═══ Document segment ═══
Originally called Operation Overcast, Operation Paperclip was the codename for the operation by the US intelligence services and military to extract scientists specialising in rocketry (e.g. V-1, V-2), chemical weapons (e.g. Zyklon-B) and medicine from Germany after the collapse of the Nazi government during World War II. These scientists and their families were secretly brought to the United States, without State Department review and approval. None of them qualified for visas because they had all served to further the cause of Hitler's Third Reich in World War II.

Scientists were deployed at White Sands Proving Ground, New Mexico, Fort Bliss, Texas and Huntsville, Alabama to work on guided missile and ballistic missile technology, and led to the foundation of NASA and the US ICBM program.

Over 700 members of the Nazi scientific community were brought to the US as a direct result of Operation Paperclip, many of whom were still ardent Nazi supporters.

Although President Harry S. Truman gave explicit orders not to allow any scientists who were thought to have strong Nazi leanings to enter the US under Operation Paperclip, many dossiers were re-written to "clean-up" the histories of many of the scientists involved, to prevent them and their expertise falling into the hands of the Soviet Union.

Much of the information surrounding Operation Paperclip is still classified.

Separate from Paperclip was an even-more-secret effort to capture German nuclear secrets, equipment and personnel. See Operation Alsos. Another American project (TICOM) gathered German experts in cryptography.
═══
### Parts of the exercise
A - Do these statements agree with the Operation Paperclip passage? Answer yes or no for each, quoting the words that decide it. (i) The scientists were brought to the United States with State Department review and approval. (ii) More than 700 members of the Nazi scientific community reached the US as a direct result of Operation Paperclip. (iii) Operation Alsos was the project that gathered German experts in cryptography.
B - Print the part of the Operation Paperclip passage starting with "Although President Harry" and going on through "is still classified.".
═══ Data records ═══
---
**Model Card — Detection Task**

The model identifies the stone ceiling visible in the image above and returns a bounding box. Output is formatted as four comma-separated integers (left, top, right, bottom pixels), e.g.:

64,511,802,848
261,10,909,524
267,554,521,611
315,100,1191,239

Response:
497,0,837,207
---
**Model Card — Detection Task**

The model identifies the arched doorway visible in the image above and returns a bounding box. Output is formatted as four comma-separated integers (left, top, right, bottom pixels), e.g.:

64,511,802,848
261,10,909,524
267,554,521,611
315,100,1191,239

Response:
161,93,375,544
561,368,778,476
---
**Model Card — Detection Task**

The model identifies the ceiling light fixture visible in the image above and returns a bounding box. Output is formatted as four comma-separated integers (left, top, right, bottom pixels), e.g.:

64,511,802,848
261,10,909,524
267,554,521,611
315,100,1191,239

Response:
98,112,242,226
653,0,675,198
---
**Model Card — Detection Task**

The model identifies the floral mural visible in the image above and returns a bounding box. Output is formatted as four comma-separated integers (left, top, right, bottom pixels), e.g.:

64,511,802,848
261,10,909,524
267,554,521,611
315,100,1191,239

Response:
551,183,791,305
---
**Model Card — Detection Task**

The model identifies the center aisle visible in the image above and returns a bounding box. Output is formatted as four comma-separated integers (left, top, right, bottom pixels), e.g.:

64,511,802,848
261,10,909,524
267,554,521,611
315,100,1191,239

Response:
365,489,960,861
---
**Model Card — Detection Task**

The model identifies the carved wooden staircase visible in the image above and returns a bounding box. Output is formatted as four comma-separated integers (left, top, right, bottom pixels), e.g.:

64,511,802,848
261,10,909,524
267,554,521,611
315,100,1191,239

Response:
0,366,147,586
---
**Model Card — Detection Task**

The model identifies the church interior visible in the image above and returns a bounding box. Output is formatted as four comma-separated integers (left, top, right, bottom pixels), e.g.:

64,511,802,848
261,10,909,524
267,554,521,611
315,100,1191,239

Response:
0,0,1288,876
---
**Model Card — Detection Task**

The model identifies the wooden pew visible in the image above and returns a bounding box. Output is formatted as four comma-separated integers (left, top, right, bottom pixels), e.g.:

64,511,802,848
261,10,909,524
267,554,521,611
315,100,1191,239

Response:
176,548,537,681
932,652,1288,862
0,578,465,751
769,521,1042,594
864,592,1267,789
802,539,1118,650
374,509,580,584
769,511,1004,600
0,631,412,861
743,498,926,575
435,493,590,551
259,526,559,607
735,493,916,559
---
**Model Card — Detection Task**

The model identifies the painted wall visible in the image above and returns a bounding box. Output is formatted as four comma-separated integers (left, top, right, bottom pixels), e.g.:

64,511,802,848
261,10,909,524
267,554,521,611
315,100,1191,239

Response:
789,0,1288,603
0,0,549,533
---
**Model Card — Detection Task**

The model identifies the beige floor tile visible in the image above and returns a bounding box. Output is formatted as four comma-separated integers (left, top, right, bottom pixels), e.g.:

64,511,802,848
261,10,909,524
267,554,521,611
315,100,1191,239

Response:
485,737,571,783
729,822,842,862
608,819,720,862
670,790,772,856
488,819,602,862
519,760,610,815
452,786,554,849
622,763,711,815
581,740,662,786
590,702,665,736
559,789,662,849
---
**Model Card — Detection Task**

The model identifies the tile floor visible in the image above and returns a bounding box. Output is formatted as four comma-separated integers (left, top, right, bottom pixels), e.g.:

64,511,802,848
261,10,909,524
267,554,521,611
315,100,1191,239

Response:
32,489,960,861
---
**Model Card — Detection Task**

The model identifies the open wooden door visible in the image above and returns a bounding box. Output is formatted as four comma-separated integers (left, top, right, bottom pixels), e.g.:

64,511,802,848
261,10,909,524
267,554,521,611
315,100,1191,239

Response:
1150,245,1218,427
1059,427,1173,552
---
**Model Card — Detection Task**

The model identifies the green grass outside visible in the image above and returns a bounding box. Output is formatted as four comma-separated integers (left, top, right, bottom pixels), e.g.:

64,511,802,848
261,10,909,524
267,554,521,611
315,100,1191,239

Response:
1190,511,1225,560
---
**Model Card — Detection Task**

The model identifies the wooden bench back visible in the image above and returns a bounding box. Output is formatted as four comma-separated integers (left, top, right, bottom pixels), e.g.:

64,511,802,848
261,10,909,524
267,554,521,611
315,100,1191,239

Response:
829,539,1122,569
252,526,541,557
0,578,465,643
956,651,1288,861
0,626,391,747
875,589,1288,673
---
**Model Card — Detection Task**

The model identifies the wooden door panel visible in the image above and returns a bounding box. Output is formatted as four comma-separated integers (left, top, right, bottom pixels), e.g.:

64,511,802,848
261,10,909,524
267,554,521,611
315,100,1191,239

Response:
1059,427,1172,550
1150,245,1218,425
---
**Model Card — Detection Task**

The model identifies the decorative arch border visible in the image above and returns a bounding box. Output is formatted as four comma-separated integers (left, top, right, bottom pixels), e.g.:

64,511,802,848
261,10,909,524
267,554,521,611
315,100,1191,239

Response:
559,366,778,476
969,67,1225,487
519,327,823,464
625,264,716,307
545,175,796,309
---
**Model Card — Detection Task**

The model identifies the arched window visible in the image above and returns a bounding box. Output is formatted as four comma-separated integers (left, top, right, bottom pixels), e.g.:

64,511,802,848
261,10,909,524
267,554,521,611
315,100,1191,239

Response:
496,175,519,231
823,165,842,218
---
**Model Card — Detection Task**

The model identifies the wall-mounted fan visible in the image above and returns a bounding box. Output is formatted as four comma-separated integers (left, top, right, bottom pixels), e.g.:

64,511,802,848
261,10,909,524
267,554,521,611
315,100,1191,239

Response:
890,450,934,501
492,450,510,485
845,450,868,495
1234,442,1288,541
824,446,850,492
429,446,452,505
═══
### Response list
A -
(i) No: "without State Department review and approval."
(ii) Yes: "Over 700 members of the Nazi scientific community were brought to the US as a direct result of Operation Paperclip"
(iii) No: "Another American project (TICOM) gathered German experts in cryptography."

B -
Although President Harry S. Truman gave explicit orders not to allow any scientists who were thought to have strong Nazi leanings to enter the US under Operation Paperclip, many dossiers were re-written to "clean-up" the histories of many of the scientists involved, to prevent them and their expertise falling into the hands of the Soviet Union.

Much of the information surrounding Operation Paperclip is still classified.